Goal:
Translate this sentence from the Erlang mailing-list post into Spanish: "Over time, variety in learning material should yield a higher quality for all approaches."

Source text:
****************
[erlang-questions] Time for OTP to be Renamed?

Fred Hebert <>
Thu Feb 13 15:37:56 CET 2014


A lot of my comments will often boil down to "what I did in LYSE is what
I think is best" -- which is kind of dumb and not useful, but makes
sense (why would I take an approach I think is less optimal?).

Behaviours on their own have a far lesser cognitive load than OTP as a
whole. The question I have on this one is whether this will lead to
idiomatic Erlang/OTP code in the long run, or whether this will breed a
behaviour-heavy code base where people try to shoe in things such as
abstract classes into behaviours, because let's face it, a programmer
is going to grasp at all the straws he or she can grasp, learning by
analogy, and the concepts are deceptively similar. (Interfaces an
abstract classes are somewhat similar, and so abstract classes and
behaviors are not very far apart!)

My concerns shouldn't keep from one from trying to do what they think is
best. Different readers and writers have different teaching and learning
methods, and it's clear that Erlang books aren't a one-size-fits-all
kind of deal.

Over time, variety in learning material should yield a higher quality
for all approaches. Whether people feel more at ease going through
Joe's book, Francesco's & Simon's, Zach's, Simon's (Introducing Erlang),
Eric's & Martin's, LYSE, webcasts, blog posts, talks, or diving into the
source code of existing projects, or even just asking friends is
unpredictable, and having a resource for every kind of person is hardly
a way for failure.

I don't think I've heard a lot of complaints about having too many
resources to learn from in Java, C, or C++. If so, it's not on the level
of "not enough resources in language X". It's also far less work for a
community to shun or give less importance to a bad tutorial, than it is
to come up with a new one, so filtering out to keep the most helpful
material is likely a happy problem.
****************
Stored data:
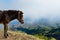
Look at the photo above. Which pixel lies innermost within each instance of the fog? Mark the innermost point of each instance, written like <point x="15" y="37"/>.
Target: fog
<point x="34" y="9"/>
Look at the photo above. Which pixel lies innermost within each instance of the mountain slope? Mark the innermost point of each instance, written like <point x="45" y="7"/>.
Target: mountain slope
<point x="13" y="35"/>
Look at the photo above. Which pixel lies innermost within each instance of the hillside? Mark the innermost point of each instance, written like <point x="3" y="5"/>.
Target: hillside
<point x="14" y="35"/>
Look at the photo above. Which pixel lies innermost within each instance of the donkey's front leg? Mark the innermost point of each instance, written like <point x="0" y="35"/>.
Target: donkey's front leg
<point x="5" y="30"/>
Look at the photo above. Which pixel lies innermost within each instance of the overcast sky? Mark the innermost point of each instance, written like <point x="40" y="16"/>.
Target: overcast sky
<point x="33" y="9"/>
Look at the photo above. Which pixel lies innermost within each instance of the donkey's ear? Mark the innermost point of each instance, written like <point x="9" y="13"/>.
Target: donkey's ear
<point x="21" y="12"/>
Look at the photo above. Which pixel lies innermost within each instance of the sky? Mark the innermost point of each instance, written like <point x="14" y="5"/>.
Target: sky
<point x="34" y="9"/>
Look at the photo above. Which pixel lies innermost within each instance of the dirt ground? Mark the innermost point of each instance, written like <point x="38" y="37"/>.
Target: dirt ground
<point x="17" y="36"/>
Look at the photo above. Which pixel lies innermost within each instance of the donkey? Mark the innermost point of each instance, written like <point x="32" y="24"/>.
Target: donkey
<point x="8" y="15"/>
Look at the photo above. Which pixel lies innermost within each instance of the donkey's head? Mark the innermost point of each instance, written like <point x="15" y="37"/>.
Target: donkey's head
<point x="20" y="17"/>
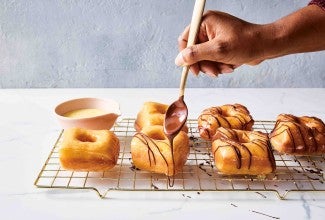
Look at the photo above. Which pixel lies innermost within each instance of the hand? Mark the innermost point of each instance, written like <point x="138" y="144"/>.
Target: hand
<point x="224" y="42"/>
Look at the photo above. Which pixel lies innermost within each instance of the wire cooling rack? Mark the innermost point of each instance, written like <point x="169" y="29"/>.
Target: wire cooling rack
<point x="293" y="173"/>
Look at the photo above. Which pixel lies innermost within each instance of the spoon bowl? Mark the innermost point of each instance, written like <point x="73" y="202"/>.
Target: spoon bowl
<point x="177" y="112"/>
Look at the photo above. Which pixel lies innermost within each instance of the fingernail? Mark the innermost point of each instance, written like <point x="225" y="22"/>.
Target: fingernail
<point x="179" y="61"/>
<point x="228" y="70"/>
<point x="211" y="74"/>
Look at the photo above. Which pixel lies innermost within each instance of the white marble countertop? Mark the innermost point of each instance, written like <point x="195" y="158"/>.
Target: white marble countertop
<point x="29" y="129"/>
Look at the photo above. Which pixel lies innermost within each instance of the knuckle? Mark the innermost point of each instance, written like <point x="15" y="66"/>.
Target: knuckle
<point x="191" y="54"/>
<point x="223" y="47"/>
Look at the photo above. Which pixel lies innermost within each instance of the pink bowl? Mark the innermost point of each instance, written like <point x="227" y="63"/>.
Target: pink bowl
<point x="101" y="122"/>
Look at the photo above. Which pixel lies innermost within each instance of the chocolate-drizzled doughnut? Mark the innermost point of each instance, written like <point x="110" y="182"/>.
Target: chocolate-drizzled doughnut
<point x="152" y="113"/>
<point x="242" y="152"/>
<point x="298" y="135"/>
<point x="151" y="151"/>
<point x="234" y="116"/>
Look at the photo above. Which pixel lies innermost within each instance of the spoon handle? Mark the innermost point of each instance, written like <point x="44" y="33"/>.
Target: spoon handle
****************
Written solution:
Con el tiempo, la variedad en el material de aprendizaje debería producir una mayor calidad para todos los enfoques.